▽

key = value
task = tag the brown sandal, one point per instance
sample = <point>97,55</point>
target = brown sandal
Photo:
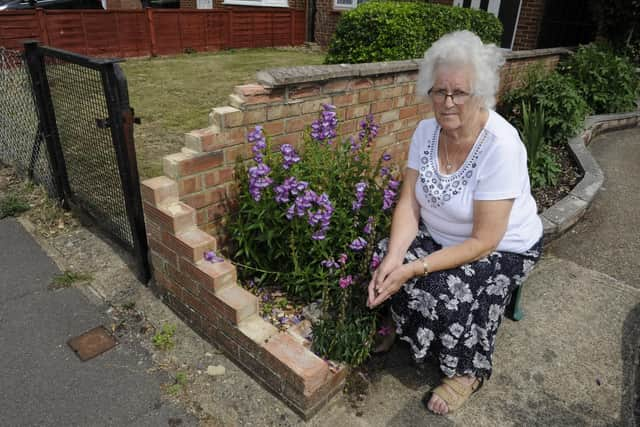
<point>455,393</point>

△

Print out the entries once more, unchanged. No pictures.

RESULT:
key = value
task = tag the brown sandal, one point per instance
sample = <point>97,55</point>
target = brown sandal
Photo:
<point>455,393</point>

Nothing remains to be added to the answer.